Along the same lines,
ls -al | sort -g -r -k 5 | head -10
will report the 10 largest files, sorted by size, in your current dirrectory. (-g tells it to use the general numeric sort rather than the dictionary order sort.)
How can I find out the user ID of the currently logged in user? Is there a difference between who am i and whoami?
The answer to the first part of the question follows from the question itself: use who am i or whoami.
The answer to the second part of the question is, yes:
who am i
displays
bilokon pts/2 Jan 26 14:42 (foo.bar.baz.com)
whereas
whoami
displays simply
bilokon
The latter may be more useful in backticks:
echo I am `whoami`
displays
I am bilokon
I want to create a directory foo/bar/baz but I don't know whether foo and foo/bar exist
Use
mkdir -p foo/bar/baz
This will create foo, foo/bar, and then foo/bar/baz and do nothing (without complaining) if they already exist.
Obtaining shell script's full path
Can a shell script determine the full path to itself? Yes, as follows:
#!/bin/csh echo "My path:" echo "--------" echo `readlink -f $0`
Or, if you want to save this path,
set DIR_THIS_SCRIPT=`readlink -f $0` echo $DIR_THIS_SCRIPT
What if we want the path to the containing directory?
set PATH_THIS_SCRIPT=`readlink -f $0` echo $PATH_THIS_SCRIPT set PATH_THIS_SCRIPT_DIR=`dirname $PATH_THIS_SCRIPT` echo $PATH_THIS_SCRIPT_DIR
Finding all files in a given directory subtree that match a specified pattern
You can use something like this:
find -name "*.gz"
If you are in /foo, this will look inside /foo, /foo/bar, /foo/bar/baz, etc.

# # #

§ TASK REQUIREMENTS
1) Output the part of the Unix shell tips text that opens with the words containing "Obtaining shell script's" and closes with "inside /foo, /foo/bar, /foo/bar/baz, etc.".
2) According to the Unix shell tips text, what command creates the directory foo/bar/baz when you don't know whether foo and foo/bar exist?
3) Resume the Unix shell tips text, beginning right after its last sentence.

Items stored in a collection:

# # #

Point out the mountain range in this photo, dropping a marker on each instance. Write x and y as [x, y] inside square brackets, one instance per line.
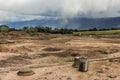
[74, 23]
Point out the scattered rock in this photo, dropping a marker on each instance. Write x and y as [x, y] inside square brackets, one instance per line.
[112, 76]
[107, 52]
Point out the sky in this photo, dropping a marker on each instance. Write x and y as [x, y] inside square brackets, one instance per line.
[23, 10]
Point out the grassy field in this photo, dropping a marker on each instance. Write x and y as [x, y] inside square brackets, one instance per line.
[108, 32]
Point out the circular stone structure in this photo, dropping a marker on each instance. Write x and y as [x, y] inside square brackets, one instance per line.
[25, 72]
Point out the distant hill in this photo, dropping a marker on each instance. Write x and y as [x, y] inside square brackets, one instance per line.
[74, 23]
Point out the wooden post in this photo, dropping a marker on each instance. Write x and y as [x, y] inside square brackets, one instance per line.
[83, 65]
[76, 62]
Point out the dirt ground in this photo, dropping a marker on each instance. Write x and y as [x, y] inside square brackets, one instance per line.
[21, 49]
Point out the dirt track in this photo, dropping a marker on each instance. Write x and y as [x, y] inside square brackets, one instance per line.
[60, 49]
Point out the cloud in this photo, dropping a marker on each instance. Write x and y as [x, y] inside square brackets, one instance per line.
[33, 9]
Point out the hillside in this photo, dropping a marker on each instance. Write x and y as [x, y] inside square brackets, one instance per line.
[74, 23]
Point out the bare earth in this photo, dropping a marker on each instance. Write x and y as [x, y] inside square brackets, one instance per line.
[50, 49]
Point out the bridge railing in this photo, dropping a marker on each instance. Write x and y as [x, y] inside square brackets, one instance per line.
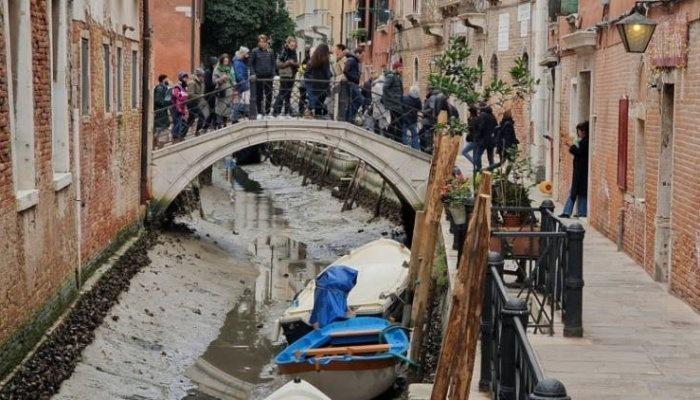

# # #

§ RESPONSES PER TASK
1)
Obtaining shell script's full path
Can a shell script determine the full path to itself? Yes, as follows:
#!/bin/csh echo "My path:" echo "--------" echo `readlink -f $0`
Or, if you want to save this path,
set DIR_THIS_SCRIPT=`readlink -f $0` echo $DIR_THIS_SCRIPT
What if we want the path to the containing directory?
set PATH_THIS_SCRIPT=`readlink -f $0` echo $PATH_THIS_SCRIPT set PATH_THIS_SCRIPT_DIR=`dirname $PATH_THIS_SCRIPT` echo $PATH_THIS_SCRIPT_DIR
Finding all files in a given directory subtree that match a specified pattern
You can use something like this:
find -name "*.gz"
If you are in /foo, this will look inside /foo, /foo/bar, /foo/bar/baz, etc.

2) mkdir -p foo/bar/baz

3)
If you want to count the files, use
find -name "*.gz" | wc -l
Listing directory contents one file per line
ls -1
Finding out how much memory there is on a machine
vmstat -s -S k
This will display something like
16807600 k total memory
16743662 k used memory
1967300 k active memory
8966222 k inactive memory
63938 k free memory
117428 k buffer memory
8899985 k swap cache
18227212 k total swap
212 k used swap
18227000 k free swap
11707612 non-nice user cpu ticks
2363 nice user cpu ticks
20877755 system cpu ticks
6209150782 idle cpu ticks
6218002 IO-wait cpu ticks
136901 IRQ cpu ticks
797432 softirq cpu ticks
20214961 pages paged in
987134283 pages paged out
0 pages swapped in
52 pages swapped out
1313489012 interrupts
3283339599 CPU context switches
1217830213 boot time
99998296 forks
where the units are 1000's (NOT 1024's!) or bytes.
Finding out how much memory is used by a process
Assuming that you know the PID (process ID), which you can obtain by running ps aux, you can use
pmap 12570
where you should replace 12570 with your process ID.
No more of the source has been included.